Work request -> Down to the last line, transcribe the records verbatim and exclude the images.
——————————
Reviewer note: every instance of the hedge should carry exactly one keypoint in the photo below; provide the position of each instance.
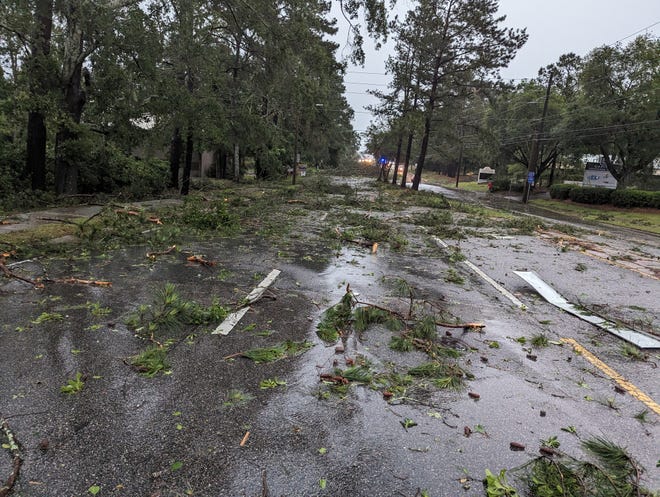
(561, 192)
(590, 195)
(635, 198)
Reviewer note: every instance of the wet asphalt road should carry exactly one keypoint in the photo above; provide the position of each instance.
(179, 434)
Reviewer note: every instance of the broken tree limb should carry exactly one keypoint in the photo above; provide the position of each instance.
(17, 461)
(10, 274)
(200, 260)
(362, 243)
(460, 325)
(153, 255)
(77, 281)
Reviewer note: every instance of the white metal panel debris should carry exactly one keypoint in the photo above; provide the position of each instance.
(232, 320)
(641, 340)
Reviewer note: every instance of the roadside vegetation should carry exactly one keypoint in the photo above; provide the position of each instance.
(644, 220)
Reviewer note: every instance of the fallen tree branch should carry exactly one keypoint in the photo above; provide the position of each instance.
(153, 255)
(461, 325)
(362, 243)
(200, 260)
(10, 274)
(77, 281)
(17, 461)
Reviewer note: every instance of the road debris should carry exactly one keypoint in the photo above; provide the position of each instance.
(514, 300)
(12, 446)
(169, 250)
(200, 259)
(641, 340)
(232, 319)
(10, 274)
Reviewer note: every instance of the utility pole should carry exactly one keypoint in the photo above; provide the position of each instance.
(534, 153)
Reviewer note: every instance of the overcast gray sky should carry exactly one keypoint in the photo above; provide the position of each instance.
(555, 27)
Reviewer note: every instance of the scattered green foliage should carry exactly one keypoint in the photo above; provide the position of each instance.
(641, 416)
(452, 276)
(632, 352)
(539, 340)
(368, 315)
(497, 486)
(169, 311)
(408, 423)
(271, 383)
(151, 361)
(609, 472)
(358, 374)
(552, 442)
(280, 351)
(45, 317)
(236, 398)
(74, 385)
(336, 319)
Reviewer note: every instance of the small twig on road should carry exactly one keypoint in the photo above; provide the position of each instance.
(17, 461)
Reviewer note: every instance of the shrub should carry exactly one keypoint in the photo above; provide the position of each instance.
(501, 184)
(561, 192)
(590, 195)
(635, 198)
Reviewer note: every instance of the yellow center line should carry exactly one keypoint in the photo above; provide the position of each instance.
(623, 383)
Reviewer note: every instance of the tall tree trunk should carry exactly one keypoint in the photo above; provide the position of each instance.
(417, 179)
(397, 160)
(66, 167)
(35, 162)
(176, 146)
(40, 82)
(237, 162)
(187, 165)
(406, 163)
(552, 170)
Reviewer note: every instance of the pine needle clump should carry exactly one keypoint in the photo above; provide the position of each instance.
(336, 319)
(169, 312)
(363, 317)
(151, 361)
(610, 472)
(358, 374)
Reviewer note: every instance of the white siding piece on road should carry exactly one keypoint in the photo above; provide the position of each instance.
——————————
Written answer ->
Reviewer note: every instance of the hedge should carry exactly one keypoint in the photo below; provide the position of each instance.
(561, 192)
(590, 195)
(635, 198)
Reviewer note: every instance of the wet asphalt road should carry exactly one keypoint in the photo above; provide the position of each instance.
(179, 434)
Reviewer note: every instance of the broken tree limb should carry exactly one keypoint in the photo above; provide the position of each instance.
(17, 461)
(10, 274)
(200, 260)
(362, 243)
(460, 325)
(153, 255)
(77, 281)
Reviewer note: every instance of the white metal panel debris should carry exactly one keypoint in the photo above; provide the position of each instance.
(232, 320)
(641, 340)
Reviewer note: every instance of the roadside vegetation should carry exactly one keypoint in the photo above; provide the position of each instance.
(644, 220)
Reviewer note: every instance of the fallen tree branch should carry exactly one keypoint in the photo above; provide the position of each instance.
(153, 255)
(461, 325)
(362, 243)
(200, 260)
(10, 274)
(77, 281)
(17, 461)
Reviewer note: every instance of the road debris should carry exactly one keypoint in the photo above; provide the position of each instance.
(514, 300)
(12, 446)
(169, 250)
(200, 259)
(641, 340)
(232, 319)
(10, 274)
Reviewer note: every instance of the utility pole should carry exactly one keypoint in the photo above; provide the position of each instance.
(534, 153)
Reviewer note: every instance of the overcast gray sky should carry exactly one keypoint in the photo above; provide the position of each instance.
(555, 27)
Reviewer note: every instance of the scattered green foliage should carry exactly one keypoint in the photo above; provide the position of each instance.
(641, 416)
(452, 276)
(632, 352)
(539, 340)
(368, 315)
(497, 486)
(169, 311)
(408, 423)
(271, 383)
(151, 361)
(609, 472)
(358, 374)
(552, 442)
(280, 351)
(45, 317)
(236, 398)
(74, 385)
(336, 319)
Reviewer note: every instance of the small twig on road should carry exactly one keypoint in the photo above; provide the position of each instance.
(17, 461)
Reviewer note: every instance of the shrub should carry exactly one keypoint in the photo above; provide the position of each instance.
(501, 184)
(561, 192)
(590, 195)
(635, 198)
Reviewer note: every instance of the yellow center line should carry exactly one keypoint in the photo above; provide the position of each instance.
(623, 383)
Reviewer note: every instance of the tall tree trunk should carry exactly one keypoint in the photo above; provide the position of each instance.
(417, 179)
(397, 160)
(66, 167)
(35, 162)
(176, 146)
(40, 82)
(237, 162)
(187, 165)
(406, 163)
(552, 170)
Reviewer note: every instance of the pine needle clump should carry exactly one keypoint in the photo above; provide the position of each instance.
(336, 319)
(169, 312)
(363, 317)
(151, 361)
(610, 472)
(358, 374)
Reviewer note: every instance of the white siding piece on road should carry exactly one keypoint in the photo above; provide the position of each instance.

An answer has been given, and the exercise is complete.